◆ READING PASSAGE:
# # # # #
Application of YOLO and Custom-Designed Intelligent Teaching Aids in Robotic Arm-Based Fruit Classification and Grasping Instruction

Chun-Chieh Wang; Chung-Wen Hung; Sun-Jing Yan; Chian C. Ho

doi:10.20944/preprints202502.2334.v1

Submitted:

28 February 2025

Posted:

28 February 2025

You are already at the latest version

Abstract

With the rapid advancement of deep learning and computer vision technologies, image recognition and robotic arms have become essential in various fields, such as real-time recognition in smartphones and autonomous driving. These technologies not only improve efficiency but also reduce reliance on human labor. To help students develop practical skills, we designed a teaching module that integrates the YOLO algorithm, robotic arm technology, and local crop recognition. This system enables a robotic arm to automatically classify fruits upon detection and precisely move them to designated locations. Through hands-on practice, students gain experience in applying image recognition and robotic arm technology, fostering essential skills for smart agriculture. By combining YOLO with robotic automation, students can engage in real-world fruit classification and sorting, strengthening their understanding of AI-driven agricultural solutions. This approach not only enhances their technical proficiency but also lays a strong foundation for future applications in automation and smart industries.
# # # # #
Stored data:
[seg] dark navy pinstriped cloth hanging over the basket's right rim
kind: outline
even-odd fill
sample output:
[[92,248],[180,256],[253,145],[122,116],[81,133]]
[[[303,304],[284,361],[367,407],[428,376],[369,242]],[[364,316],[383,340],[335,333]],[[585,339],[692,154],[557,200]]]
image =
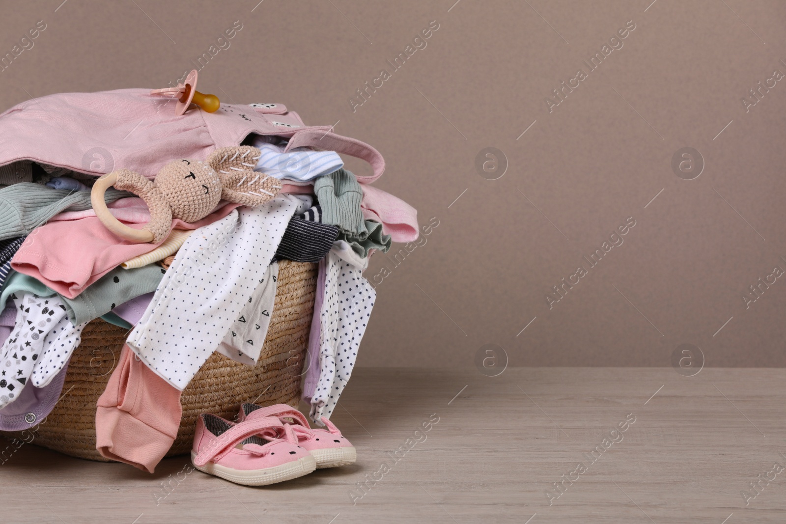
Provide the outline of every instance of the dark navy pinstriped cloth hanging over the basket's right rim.
[[[313,209],[312,207],[311,210]],[[306,211],[306,214],[309,211]],[[281,244],[278,244],[274,261],[317,263],[330,251],[336,236],[339,235],[339,229],[335,225],[312,222],[301,218],[302,216],[292,217],[289,221]]]

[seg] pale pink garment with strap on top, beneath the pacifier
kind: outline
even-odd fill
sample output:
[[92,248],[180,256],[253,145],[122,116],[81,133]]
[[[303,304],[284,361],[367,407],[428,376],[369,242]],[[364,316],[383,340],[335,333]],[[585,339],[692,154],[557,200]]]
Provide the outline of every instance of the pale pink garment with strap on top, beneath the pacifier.
[[0,166],[17,160],[100,176],[125,168],[154,178],[165,164],[207,158],[215,148],[240,145],[249,134],[287,137],[291,148],[311,146],[363,159],[380,177],[380,152],[362,141],[306,126],[282,104],[221,104],[215,113],[192,107],[174,115],[174,99],[149,90],[57,93],[24,101],[0,115]]

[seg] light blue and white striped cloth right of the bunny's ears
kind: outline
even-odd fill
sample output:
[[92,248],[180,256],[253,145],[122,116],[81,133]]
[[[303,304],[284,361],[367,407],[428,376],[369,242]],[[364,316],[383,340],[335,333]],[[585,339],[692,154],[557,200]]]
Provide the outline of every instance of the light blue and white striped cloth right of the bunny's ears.
[[293,148],[284,152],[286,143],[270,144],[267,137],[256,137],[252,145],[262,152],[255,171],[271,177],[301,182],[312,181],[314,178],[343,167],[343,160],[335,151],[313,151],[309,148]]

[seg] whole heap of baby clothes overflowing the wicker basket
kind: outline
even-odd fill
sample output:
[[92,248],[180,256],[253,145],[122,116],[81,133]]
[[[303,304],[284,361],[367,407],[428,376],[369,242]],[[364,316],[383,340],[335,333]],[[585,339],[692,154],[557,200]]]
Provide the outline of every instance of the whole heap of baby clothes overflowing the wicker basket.
[[[167,107],[168,106],[168,107]],[[303,399],[329,418],[351,375],[376,297],[369,256],[417,239],[417,213],[369,185],[375,149],[305,126],[281,104],[192,107],[148,90],[68,93],[0,115],[0,430],[32,427],[53,409],[86,324],[130,330],[97,405],[97,449],[153,471],[182,416],[180,395],[214,351],[255,365],[274,308],[278,261],[318,263]],[[193,223],[173,219],[160,243],[135,244],[97,218],[97,176],[149,178],[215,148],[259,149],[253,170],[281,191],[251,208],[226,201]],[[339,152],[371,163],[356,177]],[[108,189],[108,210],[141,229],[148,207]]]

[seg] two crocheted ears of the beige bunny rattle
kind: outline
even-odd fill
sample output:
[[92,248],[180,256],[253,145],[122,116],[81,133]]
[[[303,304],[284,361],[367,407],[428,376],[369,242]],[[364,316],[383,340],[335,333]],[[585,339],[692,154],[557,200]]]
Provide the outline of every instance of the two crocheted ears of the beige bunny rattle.
[[262,152],[250,145],[216,149],[208,156],[208,164],[219,173],[221,198],[230,202],[257,207],[276,196],[281,181],[254,171]]

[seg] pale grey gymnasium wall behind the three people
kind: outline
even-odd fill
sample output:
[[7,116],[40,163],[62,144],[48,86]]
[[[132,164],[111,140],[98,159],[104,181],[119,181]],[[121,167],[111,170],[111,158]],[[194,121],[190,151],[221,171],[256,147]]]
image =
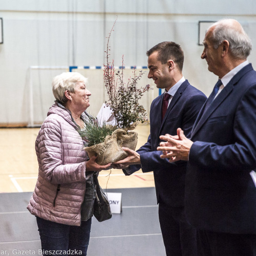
# # # # #
◆ ACTIVITY A:
In the fruit-sorting abstract, which algorithm does the teaching module combine with robotic arm technology and local crop recognition?
◆ ACTIVITY B:
Carry the fruit-sorting abstract on past its final sentence.
The stored data stands apart from the abstract and is separate material.

◆ RESPONSE AREA A:
The YOLO algorithm.

◆ RESPONSE AREA B:
Keywords:

Fruit Recognition

;

Robotic Arm

;

YOLOv4

;

Deep Learning

Subject:

Engineering - Electrical and Electronic Engineering

1. Introduction

1.1. Research Motivation and Objectives

In recent years, machine vision and robotics technologies have rapidly developed, particularly with advancements in deep learning and object detection techniques, opening new possibilities for automation. As a crucial component of automated tasks, robotic arms are capable of precise movements and operations. Therefore, relevant knowledge has become an essential tool for the future. To allow students to gain a deeper understanding and hands-on experience, we plan to develop an auxiliary teaching system.

The YOLO algorithm has been widely praised in the field of computer vision due to its multiple advantages. First, its highly efficient real-time performance makes it the preferred choice for various real-time applications, such as autonomous driving and surveillance systems. Second, it employs an end-to-end training method, directly mapping raw images to prediction results, which simplifies the process and improves efficiency. Furthermore, YOLO uses a single network structure, treating object detection as a regression problem, making the model simple and easy to understand. It also effectively handles multi-scale object detection issues by using feature maps at different scales. Most importantly, despite maintaining high processing speed, YOLO still achieves excellent detection accuracy, making it a milestone in object detection and widely applied in various practical applications.

Based on this, we have combined the YOLO algorithm, robotic arms, and local thriving agriculture to develop a fruit recognition and grasping system, enabling the robotic arm to automatically identify and grasp different types of fruits. This will help students deeply understand the relevant knowledge and gain practical experience.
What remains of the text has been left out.